— Start of SOURCE RECORDS —
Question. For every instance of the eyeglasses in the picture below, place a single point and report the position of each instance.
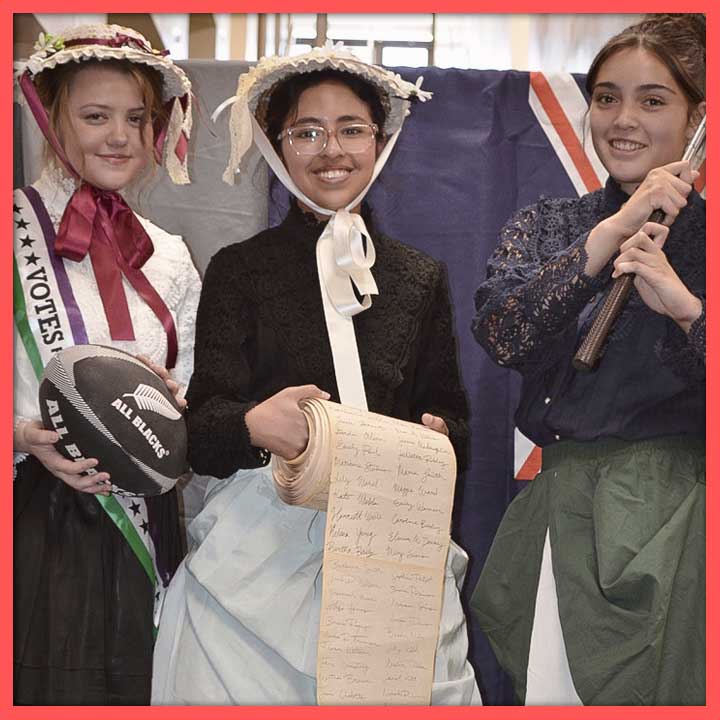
(313, 139)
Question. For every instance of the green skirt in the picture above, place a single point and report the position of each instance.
(627, 532)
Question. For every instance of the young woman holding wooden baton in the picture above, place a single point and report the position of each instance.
(594, 589)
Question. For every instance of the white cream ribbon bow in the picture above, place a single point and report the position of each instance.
(345, 255)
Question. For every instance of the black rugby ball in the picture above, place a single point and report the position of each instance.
(107, 404)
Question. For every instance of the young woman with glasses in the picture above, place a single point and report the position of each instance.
(241, 622)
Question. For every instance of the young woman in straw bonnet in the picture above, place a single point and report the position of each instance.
(90, 566)
(241, 621)
(594, 589)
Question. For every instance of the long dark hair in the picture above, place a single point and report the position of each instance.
(678, 41)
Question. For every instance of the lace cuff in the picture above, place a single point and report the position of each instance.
(18, 457)
(219, 440)
(684, 353)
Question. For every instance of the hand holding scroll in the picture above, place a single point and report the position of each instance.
(279, 425)
(435, 423)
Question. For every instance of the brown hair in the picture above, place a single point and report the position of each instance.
(53, 87)
(678, 41)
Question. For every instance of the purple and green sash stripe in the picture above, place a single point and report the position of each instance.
(110, 504)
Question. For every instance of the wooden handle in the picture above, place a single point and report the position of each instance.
(588, 353)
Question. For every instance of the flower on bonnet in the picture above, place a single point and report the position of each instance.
(49, 44)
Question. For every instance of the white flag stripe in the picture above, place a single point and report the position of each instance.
(571, 97)
(523, 448)
(557, 143)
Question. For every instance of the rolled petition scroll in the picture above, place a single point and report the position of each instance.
(388, 489)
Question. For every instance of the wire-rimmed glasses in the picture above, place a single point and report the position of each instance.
(313, 139)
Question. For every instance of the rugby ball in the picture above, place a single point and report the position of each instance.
(107, 404)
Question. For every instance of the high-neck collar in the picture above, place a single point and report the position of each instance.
(613, 196)
(309, 226)
(55, 188)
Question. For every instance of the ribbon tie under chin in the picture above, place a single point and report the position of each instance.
(345, 254)
(100, 223)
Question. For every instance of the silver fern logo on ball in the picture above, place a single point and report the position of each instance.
(149, 398)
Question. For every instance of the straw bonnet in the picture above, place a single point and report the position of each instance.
(105, 42)
(255, 89)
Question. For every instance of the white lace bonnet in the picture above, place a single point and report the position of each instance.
(255, 89)
(105, 42)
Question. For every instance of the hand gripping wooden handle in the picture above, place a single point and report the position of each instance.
(588, 353)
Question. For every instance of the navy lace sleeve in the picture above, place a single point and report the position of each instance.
(684, 353)
(536, 285)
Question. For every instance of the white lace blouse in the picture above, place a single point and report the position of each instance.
(171, 272)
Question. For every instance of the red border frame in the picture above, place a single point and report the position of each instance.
(711, 710)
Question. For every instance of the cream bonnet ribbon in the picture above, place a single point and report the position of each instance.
(345, 255)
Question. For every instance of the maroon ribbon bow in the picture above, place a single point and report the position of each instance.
(100, 223)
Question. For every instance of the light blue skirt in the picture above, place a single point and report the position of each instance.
(241, 616)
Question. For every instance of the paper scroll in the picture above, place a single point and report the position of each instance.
(388, 488)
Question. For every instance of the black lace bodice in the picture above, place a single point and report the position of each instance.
(537, 304)
(261, 328)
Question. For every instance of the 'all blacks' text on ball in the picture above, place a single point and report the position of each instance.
(143, 428)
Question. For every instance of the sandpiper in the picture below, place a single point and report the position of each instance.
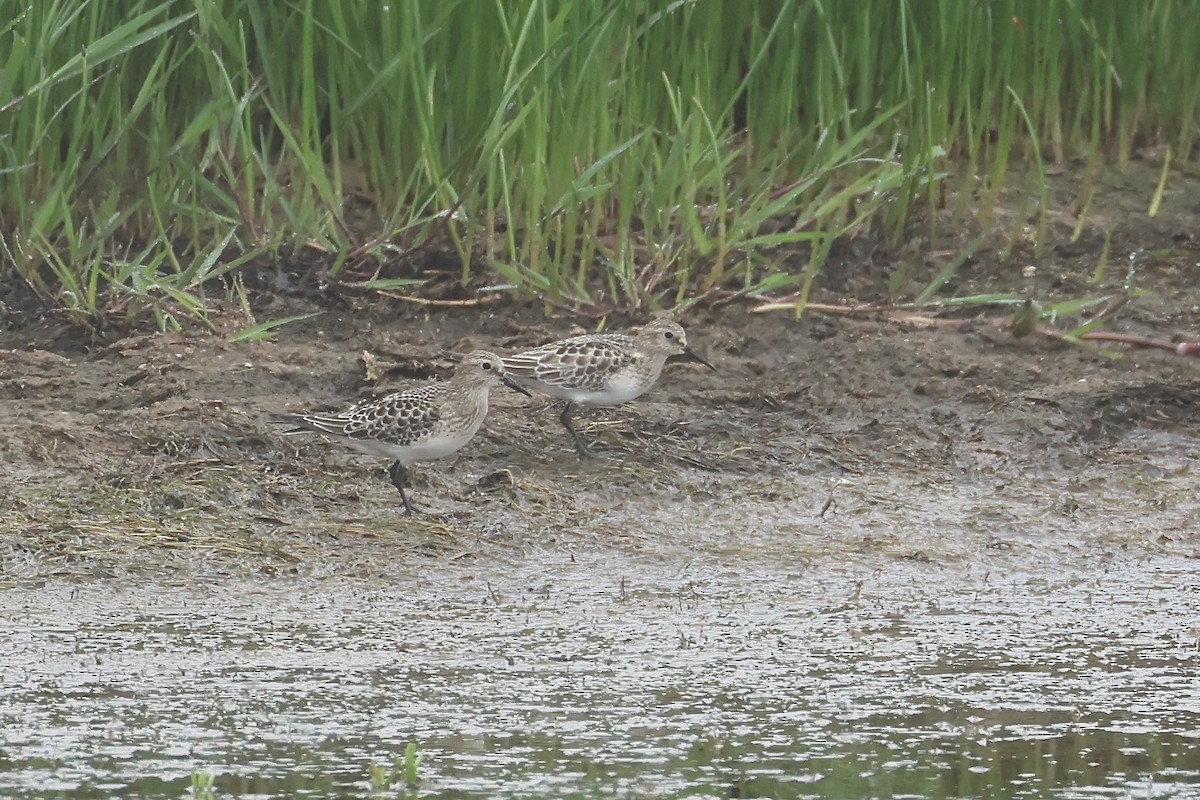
(600, 368)
(415, 425)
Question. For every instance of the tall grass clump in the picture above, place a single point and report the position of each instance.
(619, 154)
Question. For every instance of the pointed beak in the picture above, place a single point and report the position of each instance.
(691, 355)
(507, 379)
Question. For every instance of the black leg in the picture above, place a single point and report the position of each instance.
(399, 474)
(580, 445)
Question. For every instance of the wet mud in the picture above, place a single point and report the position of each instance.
(847, 506)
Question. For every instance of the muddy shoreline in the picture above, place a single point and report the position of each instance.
(825, 438)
— End of SOURCE RECORDS —
### AIM
Reproduce the data above word for word, leaving out the pictures.

### ANSWER TO THE PROBLEM
Question. For every instance of the eyeglasses in the picture below, place a single point and report the position of each instance.
(313, 139)
Question. For every instance of the green skirt in the picture above, place a single point and report the position of each instance.
(627, 532)
Question. For every instance of the young woman holding wooden baton in the picture above, place a single point and report the position of each instance.
(594, 589)
Question. For every instance of the white cream ribbon bow in the picture above, place a single point and report the position of each instance.
(345, 255)
Question. For every instance of the black rugby ball in the picture above, place a single point and report the position of each instance.
(107, 404)
Question. For every instance of the young woman with glasses in the picture above, place a single point and report the position of each instance.
(241, 622)
Question. For every instance of the young woman in straw bonnet in the picture above, place a single point and report the position of each instance.
(90, 566)
(241, 621)
(594, 589)
Question. For every instance of the long dark hair in the picture above, place a single point and report the position of each instance.
(678, 41)
Question. For every instance of the lace cuff in the picture above, place a single point and report the position of each instance.
(18, 457)
(219, 440)
(684, 353)
Question. For every instance of the hand holding scroll in the picture above, place a single point and report the position of each instance.
(279, 425)
(435, 423)
Question. For every instance of the brown hair in the picture above, place a single point and report the position of each instance.
(53, 87)
(678, 41)
Question. For every instance of the purple and green sash stripe in the picture above, place a single point and report the position of each instance.
(110, 504)
Question. For every instance of the wooden handle in the picture above, place a single point and report the position of each instance.
(588, 353)
Question. For every instance of the flower on bonnet in the picture above, place a single point and report the position of each instance.
(49, 44)
Question. For every instance of the white flag stripe in the picture above, place a single point and report the position of each instance.
(571, 97)
(523, 448)
(557, 143)
Question. For every instance of the rolled petition scroll in the picture above, place a single point and report the position of each instance.
(388, 489)
Question. For every instance of the wire-rimmed glasses in the picture above, place a single point and report the position of each instance.
(313, 139)
Question. For every instance of the rugby ball in the picture above, place a single point and report the position of each instance.
(107, 404)
Question. For every instance of the high-neck collar in the picture above, place a single point and report the position of each instance.
(613, 196)
(309, 226)
(55, 188)
Question. For every instance of the ribbon tie under chin in the picture above, place a single point and report the position of each instance.
(345, 254)
(100, 223)
Question. For every instance of the silver fern logo on ball in the picture above, place a single point and report the position of each instance.
(149, 398)
Question. For every instance of the straw bonnet in the picture above, place a single point and report the position of each instance.
(105, 42)
(255, 89)
Question. For every instance of the white lace bonnet in the picture above, place a single point and report the position of each instance.
(255, 89)
(105, 42)
Question. For every instance of the hand gripping wooden handle in the picture above, place a single point and report the position of each instance.
(588, 353)
Question. For every instance of the navy lace sleeve in the picture above, place a single point and report the position of each instance.
(684, 353)
(536, 285)
Question. For every instance of the white lace blouse in the picture above, place a single point and report the position of each instance.
(171, 272)
Question. For every instance of the red border frame in the picture above, place a single point and report the position of each instance.
(711, 710)
Question. For every instance of the cream bonnet ribbon in the picture above, place a single point and report the position of each instance.
(345, 255)
Question. For every instance of the maroon ribbon bow in the picture above, place a single point and report the position of each instance.
(100, 223)
Question. For every instance of the light blue skirt in the picture above, place a single point and report the position of each instance.
(241, 616)
Question. For every instance of the paper scroll in the picture above, place a single point and report the position of each instance.
(388, 488)
Question. For every instance of the black lace bodice in the picture above, place a single point and report the position of each instance.
(537, 304)
(261, 328)
Question. For every instance of the 'all blacks' text on ball in the picture above, place a single point and report the position of each instance.
(143, 428)
Question. For every instance of the sandpiper in the picture below, place a single point and report the position of each instance.
(600, 368)
(415, 425)
Question. For every instance of the tall grass clump in the picture above, place a single point and report the position of each instance.
(619, 154)
Question. For every instance of the pointed beak in the picture above, place a single point and report the position of each instance.
(691, 355)
(507, 379)
Question. For every instance of the black leg in the picture above, place a single point and report the position of each instance.
(399, 474)
(580, 445)
Question. For every instance of the wet mud in the picture above, place a single point and report the position of each instance.
(847, 506)
Question. For every instance of the muddy shoreline in the picture above, place a single point and report the position of each instance.
(825, 438)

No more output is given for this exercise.